▶ **WORK INSTRUCTIONS**: Carry on the Franklin Templeton Funds code of ethics for principal executives and senior financial officers from its last sentence.

▶ **TEXT EXTRACT**:
==================================================
EX-99.CODE ETH 2 codeofethicsforprincipal1218.htm codeofethicsforprincipal1218.htm - Generated by SEC Publisher for SEC Filing
     
Code of Ethics for Principal Executives & Senior Financial
Officers  
 
Procedures Revised December 10, 2018
 
 
FRANKLIN TEMPLETON FUNDS
 
CODE OF ETHICS FOR PRINCIPAL EXECUTIVES AND
 
SENIOR FINANCIAL OFFICERS
 
I. Covered Officers and Purpose of the Code
 
  This code of ethics (the "Code") applies to the Principal Executive Officers, Principal
Financial Officer and Principal Accounting Officer (the "Covered Officers," each of whom is set
forth in Exhibit A) of each investment company advised by a Franklin Resources subsidiary and
that is registered with the United States Securities & Exchange Commission (“SEC”)
(collectively, "FT Funds") for the purpose of promoting:
 
· Honest and ethical conduct, including the ethical resolution of actual or apparent
  conflicts of interest between personal and professional relationships;
· Full, fair, accurate, timely and understandable disclosure in reports and documents that
  a registrant files with, or submits to, the SEC and in other public communications made
  by or on behalf of the FT Funds;
· Compliance with applicable laws and governmental rules and regulations;
· The prompt internal reporting of violations of the Code to an appropriate person or
  persons identified in the Code; and
· Accountability for adherence to the Code.
 
  Each Covered Officer will be expected to adhere to a high standard of business ethics
and must be sensitive to situations that may give rise to actual as well as apparent conflicts of
interest.  
 
 
 
* Rule 38a-1 under the Investment Company Act of 1940 (“1940 Act”) and Rule 206(4)-7 under the Investment Advisers Act of
1940 (“Advisers Act”) (together the “Compliance Rule”) require registered investment companies and registered investment
advisers to, among other things, adopt and implement written policies and procedures reasonably designed to prevent violations
of the federal securities laws (“Compliance Rule Policies and Procedures”).
 
CONFIDENTIAL INFORMATION. This document is the proprietary product of Franklin Templeton Investments. It may NOT
be distributed outside the company unless it is made subject to a non-disclosure agreement and/or such release receives
authorization by an FTI Chief Compliance Officer. Any unauthorized use, reproduction or transfer of this document is strictly
prohibited. Franklin Templeton Investments © 2014. All Rights Reserved.
==================================================
▶ **DATASET EXTRACT**:

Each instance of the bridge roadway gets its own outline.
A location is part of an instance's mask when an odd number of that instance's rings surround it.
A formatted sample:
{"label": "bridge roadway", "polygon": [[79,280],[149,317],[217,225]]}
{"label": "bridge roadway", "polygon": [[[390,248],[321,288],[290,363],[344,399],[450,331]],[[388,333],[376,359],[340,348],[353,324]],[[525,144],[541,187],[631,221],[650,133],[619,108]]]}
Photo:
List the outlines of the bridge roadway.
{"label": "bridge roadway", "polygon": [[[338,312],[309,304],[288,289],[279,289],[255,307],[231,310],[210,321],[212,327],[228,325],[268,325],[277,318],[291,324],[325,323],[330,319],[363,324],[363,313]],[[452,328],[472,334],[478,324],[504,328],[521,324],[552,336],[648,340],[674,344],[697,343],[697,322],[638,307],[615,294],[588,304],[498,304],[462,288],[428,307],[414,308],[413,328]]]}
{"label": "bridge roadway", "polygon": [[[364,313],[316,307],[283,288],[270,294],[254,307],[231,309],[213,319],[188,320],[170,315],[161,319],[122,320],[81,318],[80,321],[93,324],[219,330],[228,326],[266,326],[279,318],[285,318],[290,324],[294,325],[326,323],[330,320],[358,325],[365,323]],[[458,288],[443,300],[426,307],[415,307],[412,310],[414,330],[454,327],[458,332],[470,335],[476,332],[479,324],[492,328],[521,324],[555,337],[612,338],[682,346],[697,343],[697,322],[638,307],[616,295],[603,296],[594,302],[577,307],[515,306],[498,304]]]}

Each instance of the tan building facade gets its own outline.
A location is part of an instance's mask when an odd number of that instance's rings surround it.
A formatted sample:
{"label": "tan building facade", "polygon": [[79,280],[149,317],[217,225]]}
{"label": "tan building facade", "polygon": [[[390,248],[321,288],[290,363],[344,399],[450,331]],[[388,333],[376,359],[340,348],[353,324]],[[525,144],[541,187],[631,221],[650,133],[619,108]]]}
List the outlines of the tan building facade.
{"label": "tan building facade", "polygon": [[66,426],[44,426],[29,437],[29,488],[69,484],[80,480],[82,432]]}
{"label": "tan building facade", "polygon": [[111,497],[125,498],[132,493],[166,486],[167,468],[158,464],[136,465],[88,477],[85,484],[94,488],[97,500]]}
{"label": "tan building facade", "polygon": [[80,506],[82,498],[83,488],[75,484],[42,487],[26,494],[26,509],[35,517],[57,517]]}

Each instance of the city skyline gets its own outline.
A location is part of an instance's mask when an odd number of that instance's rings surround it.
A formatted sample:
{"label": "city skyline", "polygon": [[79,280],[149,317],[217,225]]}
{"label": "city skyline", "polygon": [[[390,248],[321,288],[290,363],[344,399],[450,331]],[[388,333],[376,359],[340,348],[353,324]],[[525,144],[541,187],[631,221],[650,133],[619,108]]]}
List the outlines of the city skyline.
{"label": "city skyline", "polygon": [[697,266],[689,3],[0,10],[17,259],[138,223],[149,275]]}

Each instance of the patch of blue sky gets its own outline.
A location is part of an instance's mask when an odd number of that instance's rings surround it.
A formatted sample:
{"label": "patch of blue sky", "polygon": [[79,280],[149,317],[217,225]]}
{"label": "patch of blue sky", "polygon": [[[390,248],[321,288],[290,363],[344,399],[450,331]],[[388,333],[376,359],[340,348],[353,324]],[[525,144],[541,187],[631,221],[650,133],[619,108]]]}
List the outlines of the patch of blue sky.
==================================================
▶ **THE OUTPUT**:
 
    For Internal Use Only - Not For External Distribution

 


 

FTI Compliance Procedures Standards of Business Conduct

II. Other Policies and Procedures

This Code shall be the sole code of ethics adopted by the Funds for purposes of Section
406 of the Sarbanes-Oxley Act and the rules and forms applicable to registered investment
companies thereunder.

Franklin Resources, Inc. has separately adopted the Code of Ethics and Business
Conduct (“Business Conduct”), which is applicable to all officers, directors and employees of
Franklin Resources, Inc., including Covered Officers. It summarizes the values, principles and
business practices that guide the employee’s business conduct and also provides a set of basic
principles to guide officers, directors and employees regarding the minimum ethical
requirements expected of them. It supplements the values, principles and business conduct
identified in the Code and other existing employee policies.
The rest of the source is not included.